Le Conseil constitutionnel étudie jeudi matin la question prioritaire de constitutionnalité (QPC) déposé par la candidate FN, Marine Le Pen, à propos de l'anonymat des parrainages pour les candidats à l'élection présidentielle. Pour un maire, donner son parrainage au Front national est en effet rarement anodin, surtout pour les élus indépendants. Si quelques uns assument leur choix, soit parce qu’ils partagent les idées du FN, soit par soucis d’équité démocratique, la majorité des élus le regrettent.

"Que tout le monde puisse se présenter"

Patrick Deschuyteneer, maire de Bragassargues, une petite commune du Gard de 130 habitants, a parrainé Jean-Marie Le Pen en 2007. "J'avais donné mon parrainage parce que je pensais qu'il était démocratique que tout le monde puisse se présenter", se justifie-t-il, avant de rappeler que "la fois d'avant, j'avais parrainé Besancenot".
• • •
Dans l'extrait sur les parrainages présidentiels, quel candidat Patrick Deschuyteneer a-t-il parrainé en 2007 ?

> **INFORMATIONS FOURNIES**:
• • •
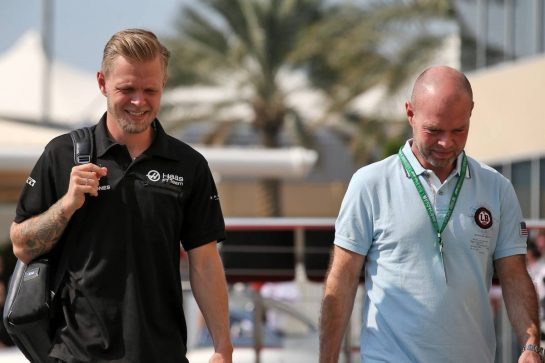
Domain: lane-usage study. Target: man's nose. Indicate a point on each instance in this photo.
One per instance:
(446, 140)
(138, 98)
• • •
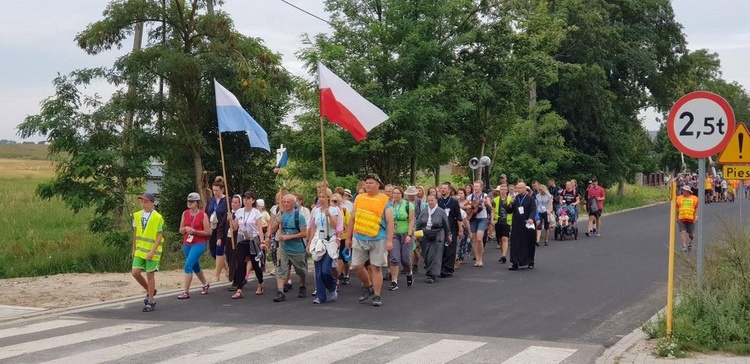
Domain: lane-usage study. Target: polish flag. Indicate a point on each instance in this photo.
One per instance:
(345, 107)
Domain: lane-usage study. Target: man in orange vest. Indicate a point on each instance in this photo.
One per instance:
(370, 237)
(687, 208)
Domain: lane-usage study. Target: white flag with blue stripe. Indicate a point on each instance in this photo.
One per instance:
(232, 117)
• • •
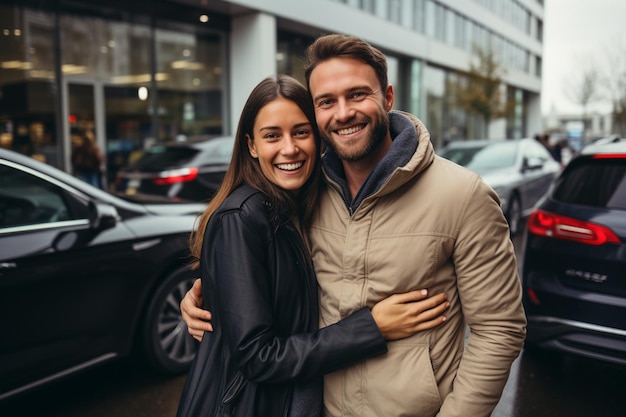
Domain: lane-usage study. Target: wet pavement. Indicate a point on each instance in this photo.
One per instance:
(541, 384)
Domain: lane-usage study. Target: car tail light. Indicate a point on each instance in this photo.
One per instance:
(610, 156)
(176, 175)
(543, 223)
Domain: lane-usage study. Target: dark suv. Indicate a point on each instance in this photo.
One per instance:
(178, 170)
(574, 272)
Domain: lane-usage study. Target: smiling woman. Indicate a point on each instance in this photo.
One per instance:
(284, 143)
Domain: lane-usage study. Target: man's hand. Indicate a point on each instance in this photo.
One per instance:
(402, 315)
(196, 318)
• • •
> **RÉPONSE**:
Jean-Marie Le Pen.